### WHAT IS BEING ASKED:
Filter the records below down to lines containing "front".

----------

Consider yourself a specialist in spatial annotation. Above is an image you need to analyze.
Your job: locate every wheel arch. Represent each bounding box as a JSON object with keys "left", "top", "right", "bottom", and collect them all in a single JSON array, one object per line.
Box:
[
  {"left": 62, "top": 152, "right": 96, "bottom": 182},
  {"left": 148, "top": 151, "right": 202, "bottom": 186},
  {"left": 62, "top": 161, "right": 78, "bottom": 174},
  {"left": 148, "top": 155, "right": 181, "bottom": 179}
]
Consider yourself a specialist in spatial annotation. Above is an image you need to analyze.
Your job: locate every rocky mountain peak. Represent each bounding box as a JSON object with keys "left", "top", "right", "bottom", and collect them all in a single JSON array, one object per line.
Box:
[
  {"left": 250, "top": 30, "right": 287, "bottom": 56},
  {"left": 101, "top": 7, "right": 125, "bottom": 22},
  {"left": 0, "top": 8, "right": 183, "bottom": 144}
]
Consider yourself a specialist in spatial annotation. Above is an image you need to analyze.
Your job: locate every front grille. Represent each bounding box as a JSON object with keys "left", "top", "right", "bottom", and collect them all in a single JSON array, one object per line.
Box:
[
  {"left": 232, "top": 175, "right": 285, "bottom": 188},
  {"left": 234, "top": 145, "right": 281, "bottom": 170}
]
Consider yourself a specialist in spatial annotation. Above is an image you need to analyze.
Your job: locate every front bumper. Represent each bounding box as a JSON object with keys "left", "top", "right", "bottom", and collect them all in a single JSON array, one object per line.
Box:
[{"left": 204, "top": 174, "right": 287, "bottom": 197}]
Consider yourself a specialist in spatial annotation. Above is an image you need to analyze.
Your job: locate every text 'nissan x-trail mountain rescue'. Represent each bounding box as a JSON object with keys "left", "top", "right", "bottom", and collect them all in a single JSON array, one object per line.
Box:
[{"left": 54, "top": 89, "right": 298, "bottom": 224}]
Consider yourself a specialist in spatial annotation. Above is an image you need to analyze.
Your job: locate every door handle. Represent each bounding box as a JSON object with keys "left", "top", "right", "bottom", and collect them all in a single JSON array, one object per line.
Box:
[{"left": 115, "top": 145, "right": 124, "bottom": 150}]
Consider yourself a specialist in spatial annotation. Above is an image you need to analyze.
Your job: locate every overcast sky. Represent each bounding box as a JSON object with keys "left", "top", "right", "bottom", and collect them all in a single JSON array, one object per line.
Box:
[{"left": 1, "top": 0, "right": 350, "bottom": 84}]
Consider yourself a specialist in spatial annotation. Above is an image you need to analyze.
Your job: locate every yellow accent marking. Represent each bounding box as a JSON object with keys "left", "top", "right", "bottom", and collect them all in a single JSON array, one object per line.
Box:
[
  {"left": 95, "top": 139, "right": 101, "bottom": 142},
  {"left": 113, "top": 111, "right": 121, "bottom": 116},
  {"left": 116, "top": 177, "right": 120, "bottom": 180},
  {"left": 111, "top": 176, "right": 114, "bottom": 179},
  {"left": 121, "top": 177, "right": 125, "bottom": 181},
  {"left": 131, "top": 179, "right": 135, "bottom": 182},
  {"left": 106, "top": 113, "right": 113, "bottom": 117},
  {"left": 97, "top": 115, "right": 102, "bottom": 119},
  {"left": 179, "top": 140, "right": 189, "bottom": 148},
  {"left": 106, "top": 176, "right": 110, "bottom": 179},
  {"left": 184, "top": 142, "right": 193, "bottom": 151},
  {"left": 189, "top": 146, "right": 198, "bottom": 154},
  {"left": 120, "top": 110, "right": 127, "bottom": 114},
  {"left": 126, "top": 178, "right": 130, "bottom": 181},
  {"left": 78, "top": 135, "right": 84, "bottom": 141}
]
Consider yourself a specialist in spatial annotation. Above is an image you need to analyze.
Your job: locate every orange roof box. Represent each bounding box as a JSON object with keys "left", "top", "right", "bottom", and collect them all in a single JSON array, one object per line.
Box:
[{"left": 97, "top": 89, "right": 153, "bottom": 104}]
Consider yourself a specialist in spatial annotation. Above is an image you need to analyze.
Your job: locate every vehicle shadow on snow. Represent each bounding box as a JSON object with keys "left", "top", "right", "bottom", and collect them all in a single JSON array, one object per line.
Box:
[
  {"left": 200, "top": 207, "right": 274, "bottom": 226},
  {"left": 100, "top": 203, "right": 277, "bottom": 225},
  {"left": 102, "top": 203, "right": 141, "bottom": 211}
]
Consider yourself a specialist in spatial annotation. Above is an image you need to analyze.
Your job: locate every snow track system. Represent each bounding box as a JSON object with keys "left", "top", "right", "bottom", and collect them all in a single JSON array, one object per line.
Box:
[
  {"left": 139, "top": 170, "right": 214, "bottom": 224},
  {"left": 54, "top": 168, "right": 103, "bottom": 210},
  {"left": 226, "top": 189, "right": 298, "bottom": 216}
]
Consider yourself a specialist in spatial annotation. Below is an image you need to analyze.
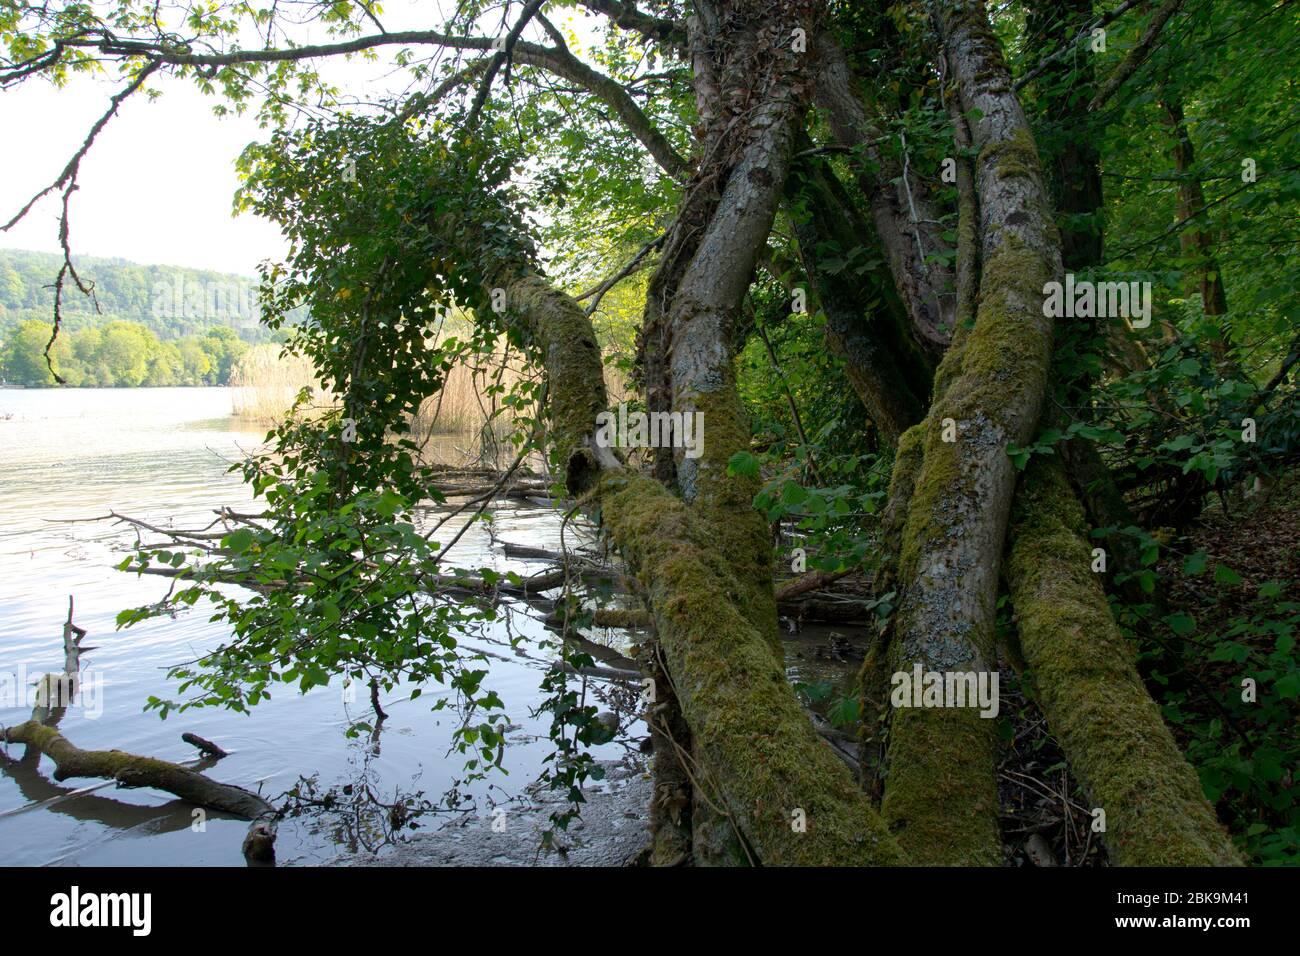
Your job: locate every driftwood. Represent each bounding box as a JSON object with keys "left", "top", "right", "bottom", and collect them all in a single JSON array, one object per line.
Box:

----------

### RESPONSE AREA:
Your job: locate every front grille. Represent each bounding box as a JSON object with keys "left", "top", "right", "bottom", and collect them all in a single JSON array, one object per line.
Your job: locate every front bumper. Represent each bounding box as a JSON object with keys "left", "top", "right", "bottom", and collect them all in a single JSON array, one object per line.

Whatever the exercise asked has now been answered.